• [To do]:
(a) Rewrite the passage of the dynamic-programming proof sketch starting at "For each $t, p\in" and ending at "no such solutions.)", substituting "subinstance" for "subproblem".
(b) In the dynamic-programming proof sketch, what value does $M(t, p)$ take when no qualifying solutions exist?

• [Source passage]:
┌──

Lemma 1. The problem in the post has a poly-time dynamic-programming algorithm.

Proof sketch. Fix an input $(\zeta, c)$ over time slots $\{1,2,\ldots, n\}$.

For each $t, p\in \{0, 1,\ldots, n\}$, define subproblem $M(t, p)$ as follows. Consider the problem restricted to the first $t$ time slots. (That is, the problem over time slots $\{1,2,\ldots, t\}$, with $\zeta$ and $c$ restricted to those time slots.) For this restricted problem, consider just those solutions that have total penalty $p$ and (if $t\ge 1$) do use slot $t$. Define $M(t, p)$ to be the maximum, over all such solutions, of the capacity $C(t)$ achieved by that solution. (Or $-\infty$ if there are no such solutions.)

The desired answer is $\min \{ p + \lfloor (n-t)/2\rfloor : t,p\in\{0,\ldots,n\},\, M(t, p) \ne -\infty\}$.

└──

• [Records supplied]:
┌──

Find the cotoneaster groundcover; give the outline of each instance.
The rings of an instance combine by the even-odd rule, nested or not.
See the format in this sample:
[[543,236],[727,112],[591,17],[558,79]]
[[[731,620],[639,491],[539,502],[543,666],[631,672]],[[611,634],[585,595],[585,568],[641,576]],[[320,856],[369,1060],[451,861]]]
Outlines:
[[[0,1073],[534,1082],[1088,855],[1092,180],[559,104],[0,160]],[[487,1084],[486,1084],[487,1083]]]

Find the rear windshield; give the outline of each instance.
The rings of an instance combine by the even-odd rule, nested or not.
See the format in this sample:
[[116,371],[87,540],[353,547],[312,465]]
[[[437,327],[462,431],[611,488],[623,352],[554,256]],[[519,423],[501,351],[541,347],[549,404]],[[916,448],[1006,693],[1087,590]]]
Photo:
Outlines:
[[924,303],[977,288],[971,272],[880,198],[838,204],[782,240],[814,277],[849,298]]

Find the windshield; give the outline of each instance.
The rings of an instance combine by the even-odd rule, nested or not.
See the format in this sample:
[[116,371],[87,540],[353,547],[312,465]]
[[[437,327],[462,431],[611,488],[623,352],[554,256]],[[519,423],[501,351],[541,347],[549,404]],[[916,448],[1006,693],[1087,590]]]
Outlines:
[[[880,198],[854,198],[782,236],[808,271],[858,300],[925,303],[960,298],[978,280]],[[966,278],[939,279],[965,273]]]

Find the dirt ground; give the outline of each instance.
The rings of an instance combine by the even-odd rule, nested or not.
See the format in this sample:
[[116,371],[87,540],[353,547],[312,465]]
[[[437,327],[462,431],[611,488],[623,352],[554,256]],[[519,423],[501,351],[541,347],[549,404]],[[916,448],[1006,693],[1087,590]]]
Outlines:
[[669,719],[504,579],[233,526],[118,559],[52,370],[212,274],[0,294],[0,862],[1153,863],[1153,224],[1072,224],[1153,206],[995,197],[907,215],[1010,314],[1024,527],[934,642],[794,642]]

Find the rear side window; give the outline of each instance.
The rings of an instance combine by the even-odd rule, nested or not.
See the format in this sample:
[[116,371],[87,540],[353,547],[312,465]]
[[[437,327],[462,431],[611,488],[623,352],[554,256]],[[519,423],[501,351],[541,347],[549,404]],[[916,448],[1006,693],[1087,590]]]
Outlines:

└──

• [In response]:
(a)
For each $t, p\in \{0, 1,\ldots, n\}$, define subinstance $M(t, p)$ as follows. Consider the problem restricted to the first $t$ time slots. (That is, the problem over time slots $\{1,2,\ldots, t\}$, with $\zeta$ and $c$ restricted to those time slots.) For this restricted problem, consider just those solutions that have total penalty $p$ and (if $t\ge 1$) do use slot $t$. Define $M(t, p)$ to be the maximum, over all such solutions, of the capacity $C(t)$ achieved by that solution. (Or $-\infty$ if there are no such solutions.)

(b) $-\infty$